[TEXTAUSZUG]

☆ ☆ ☆

Es gibt wahrlich keinen Grund, die örtlichen Nazis in Schutz zu nehmen, aber nach allen Archivbefunden sieht es so aus, daß weniger die Nazis als eine langjährige Depression an seinem Tod ursächlich verantwortlich sind.

"Sittlicher" Antisemitismus und Hermann Umfrid

1932 veröffentlichte Dr. Kurt Hutten (1901-1979) eine Broschüre mit dem Titel "Nationalsozialismus und Christentum", Stuttgart: Verlag des Ev. Volksbundes G.m.b.H. 1932. 31 S. (Zeit- und Lebensfragen. Nr. 19)". Lt. Visitationsbericht des Dekans hatte Hutten zu diesem Thema auf Einladung von Pfarrer Umfrid einen Vortrag in Niederstetten gehalten. Aus Huttens Broschüre ein Zitat:

"Es ist ja eine allmählich in den weitesten Kreisen bekannte Tatsache, dass der moderne Geist der Zersetzung in Literatur, Presse, Theater, in Religion und Sittlichkeit zu einem guten Teil auf das Konto jüdischer Menschen geht. Ein Teil der Judenschaft – durchaus nicht alle! – hat sich wie ein Dämon, wie ein Prinzip der Entwurzelung und Verderbnis in unsere Volksseele eingekrallt. Der Geist der Verneinung aller Bindungen, der Hohn über Treu und Glauben, des Kampfes gegen seelische Gesundung und Sittlichkeit, der Geist des Händlertums, der das Leben vermammonisiert und die edlen Werte und Ideale der Ehre, des Opfers, der Selbstlosigkeit verneint – das alles ist wie eine Sturmflut über unser Volk hereingebrochen. Und unter den Trägern und Schöpfern dieses Geistes trifft man auffallend häufig Juden. Ein Antisemitismus, der sich gegen diesen Geist richtet, ist eine durch und durch sittliche Bewegung und muß auch von uns Christen unbedingt bejaht werden." (Kurt Hutten, Nationalsozialismus und Christentum, 1932, S. 23)

Man darf davon ausgehen, daß sich Huttens Niederstettener Vortrag inhaltlich kaum von dem unterschieden haben dürfte, was man heute noch gedruckt nachlesen kann (http://elk-wue.gbv.de/resolve?id=1727322312).

☆ ☆ ☆

Datensätze
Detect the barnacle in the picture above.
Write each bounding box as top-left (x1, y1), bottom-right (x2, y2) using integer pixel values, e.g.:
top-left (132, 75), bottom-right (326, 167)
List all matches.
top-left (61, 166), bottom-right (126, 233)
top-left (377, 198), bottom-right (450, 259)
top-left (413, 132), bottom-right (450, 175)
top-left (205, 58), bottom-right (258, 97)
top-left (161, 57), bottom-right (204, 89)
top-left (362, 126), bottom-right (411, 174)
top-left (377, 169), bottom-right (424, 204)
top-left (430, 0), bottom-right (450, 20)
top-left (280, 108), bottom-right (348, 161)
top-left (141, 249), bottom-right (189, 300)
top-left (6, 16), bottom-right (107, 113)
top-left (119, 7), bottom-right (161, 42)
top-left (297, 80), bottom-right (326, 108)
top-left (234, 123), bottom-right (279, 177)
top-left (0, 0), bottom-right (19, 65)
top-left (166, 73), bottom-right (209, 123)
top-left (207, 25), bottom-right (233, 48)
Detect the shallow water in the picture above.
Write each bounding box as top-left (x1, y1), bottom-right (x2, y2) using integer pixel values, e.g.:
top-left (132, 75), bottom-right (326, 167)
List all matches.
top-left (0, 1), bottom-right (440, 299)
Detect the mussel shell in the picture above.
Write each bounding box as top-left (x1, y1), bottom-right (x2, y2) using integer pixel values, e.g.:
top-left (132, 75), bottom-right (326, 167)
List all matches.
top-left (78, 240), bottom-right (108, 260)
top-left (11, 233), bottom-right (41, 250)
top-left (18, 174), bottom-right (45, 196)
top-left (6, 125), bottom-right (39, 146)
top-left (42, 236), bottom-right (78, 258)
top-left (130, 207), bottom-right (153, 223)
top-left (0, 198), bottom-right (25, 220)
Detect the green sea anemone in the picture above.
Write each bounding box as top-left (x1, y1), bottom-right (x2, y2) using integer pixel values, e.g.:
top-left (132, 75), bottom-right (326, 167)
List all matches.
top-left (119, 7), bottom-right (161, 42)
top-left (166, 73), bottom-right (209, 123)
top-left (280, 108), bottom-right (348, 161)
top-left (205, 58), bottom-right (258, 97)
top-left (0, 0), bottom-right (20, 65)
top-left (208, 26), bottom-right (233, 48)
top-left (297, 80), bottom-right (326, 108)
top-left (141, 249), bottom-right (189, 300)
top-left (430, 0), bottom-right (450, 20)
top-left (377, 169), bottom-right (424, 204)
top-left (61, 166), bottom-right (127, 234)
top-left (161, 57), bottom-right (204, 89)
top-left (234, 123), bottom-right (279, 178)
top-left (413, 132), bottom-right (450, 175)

☆ ☆ ☆

Kopiere aus dem Text über Huttens Broschüre wortgetreu die Stelle zwischen „Man darf davon“ und „nachlesen kann (http://elk-wue.gbv.de/resolve?id=1727322312).“, beide eingeschlossen. Die Liste wird zur Bearbeitung nicht benötigt.

[ANTWORTFELD]
Man darf davon ausgehen, daß sich Huttens Niederstettener Vortrag inhaltlich kaum von dem unterschieden haben dürfte, was man heute noch gedruckt nachlesen kann (http://elk-wue.gbv.de/resolve?id=1727322312).